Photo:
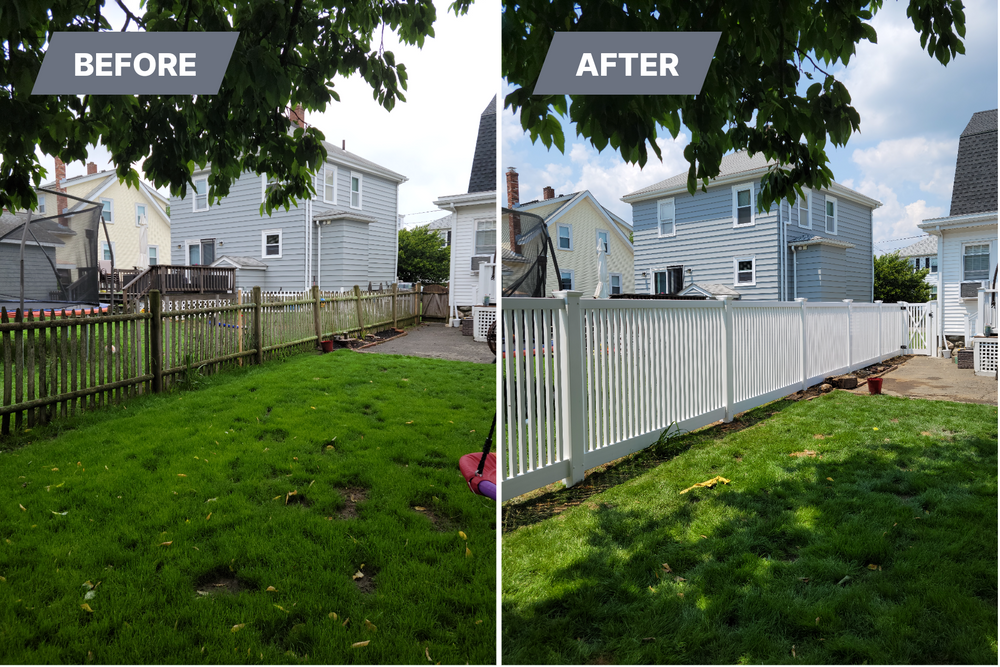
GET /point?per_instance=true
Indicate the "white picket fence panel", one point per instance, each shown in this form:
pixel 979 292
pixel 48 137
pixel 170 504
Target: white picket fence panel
pixel 587 382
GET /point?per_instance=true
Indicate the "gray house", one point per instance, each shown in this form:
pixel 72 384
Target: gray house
pixel 716 241
pixel 344 236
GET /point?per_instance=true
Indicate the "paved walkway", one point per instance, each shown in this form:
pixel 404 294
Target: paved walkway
pixel 435 341
pixel 937 380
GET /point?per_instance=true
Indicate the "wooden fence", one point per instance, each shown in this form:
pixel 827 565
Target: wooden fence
pixel 56 366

What needs to be done:
Transcribe every record above in full. Pictures stay out of the copy.

Answer section:
Photo:
GET /point?per_instance=true
Indicate the "white picket fence panel", one point per instance, each shown in this form:
pixel 979 292
pixel 48 137
pixel 170 504
Target: white picket fence panel
pixel 587 382
GET /point?per_instance=true
Indicate the "gray house", one point per instance, each shown in this form:
pixel 72 384
Target: gray house
pixel 716 241
pixel 344 236
GET /point?per_instance=true
Indicate the "paved walkway", one point per instance, each shown in this form:
pixel 404 294
Target: paved walkway
pixel 435 341
pixel 937 380
GET /point?per_instance=true
Indicate the "wooden fence", one point per instance, each shown in this form:
pixel 827 565
Target: wooden fence
pixel 56 366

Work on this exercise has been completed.